THE TASK – Rewrite the items below as a JSON list of strings, one string per line, with blank lines left out. Omit the pictures from your answer.

==== RECORD LIST

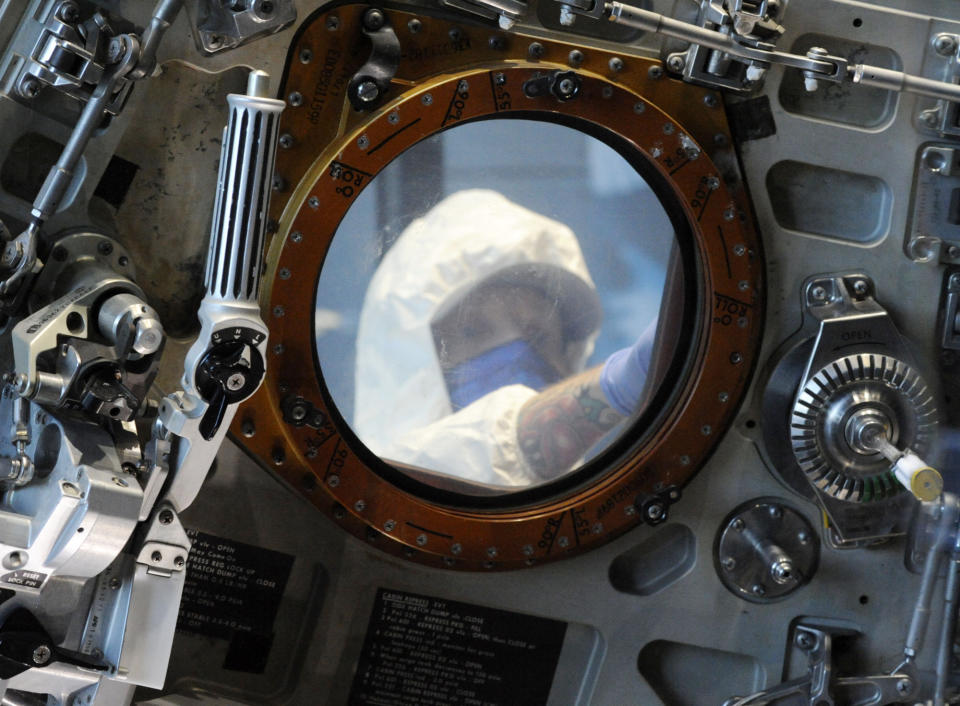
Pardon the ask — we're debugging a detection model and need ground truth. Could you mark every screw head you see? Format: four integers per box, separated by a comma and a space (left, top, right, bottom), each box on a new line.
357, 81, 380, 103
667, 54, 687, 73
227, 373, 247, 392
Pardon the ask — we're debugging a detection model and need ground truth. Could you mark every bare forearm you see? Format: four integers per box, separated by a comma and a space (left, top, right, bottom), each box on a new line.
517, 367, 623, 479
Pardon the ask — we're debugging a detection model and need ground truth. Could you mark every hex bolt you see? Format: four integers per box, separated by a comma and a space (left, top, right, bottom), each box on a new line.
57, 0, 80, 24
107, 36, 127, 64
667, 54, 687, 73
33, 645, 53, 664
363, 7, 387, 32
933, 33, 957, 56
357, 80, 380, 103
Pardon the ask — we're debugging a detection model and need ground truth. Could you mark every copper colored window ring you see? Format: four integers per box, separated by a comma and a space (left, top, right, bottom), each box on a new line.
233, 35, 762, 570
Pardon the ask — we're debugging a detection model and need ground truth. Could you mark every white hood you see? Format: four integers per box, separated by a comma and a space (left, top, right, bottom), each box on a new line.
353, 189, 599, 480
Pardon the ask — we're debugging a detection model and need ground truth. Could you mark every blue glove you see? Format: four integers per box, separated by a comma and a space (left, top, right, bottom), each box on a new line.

========

THE OUTPUT –
[
  "Pardon the ask — we're debugging a detection model and need ground truth. Could you mark every screw head you see? Format: four integers per box, separated by a comma and a space (left, top, right, bottom), each box on a new line.",
  "357, 81, 380, 103",
  "667, 54, 687, 73",
  "227, 373, 247, 392",
  "Pardon the ask — we're debugging a detection model and need ground truth. Could you mark every bare forearm you see? Format: four integers per box, separated by a comma and a space (left, top, right, bottom), each box on a new line.",
  "517, 367, 623, 479",
  "Pardon the ask — we're debugging a detection model and need ground truth. Could you mark every hex bolt you see? Format: four integers per box, separated by a comma and a space (left, top, right, bottom), each box on a new line.",
  "57, 0, 80, 24",
  "107, 36, 127, 64",
  "667, 54, 687, 73",
  "33, 645, 53, 664",
  "363, 7, 387, 32",
  "933, 33, 957, 56",
  "357, 80, 380, 103",
  "Pardon the ask — we're debugging a detection model and need ground truth. Could you mark every copper colored window ring you see? Format: four integers per box, separated by a comma and a space (left, top, right, bottom), each box on a new line.",
  "233, 35, 762, 570",
  "Pardon the ask — we're debugging a detection model and need ground truth. Could you mark every white hood you see? Format: four integers per box, separated by a comma and a space (left, top, right, bottom), each box on a new line.",
  "353, 189, 599, 480",
  "Pardon the ask — we're debugging a detection model and need ground truth. Could you mark every blue glove you see? Format: four integers per box, separated by a comma and a space (left, top, right, bottom), each box on a new line."
]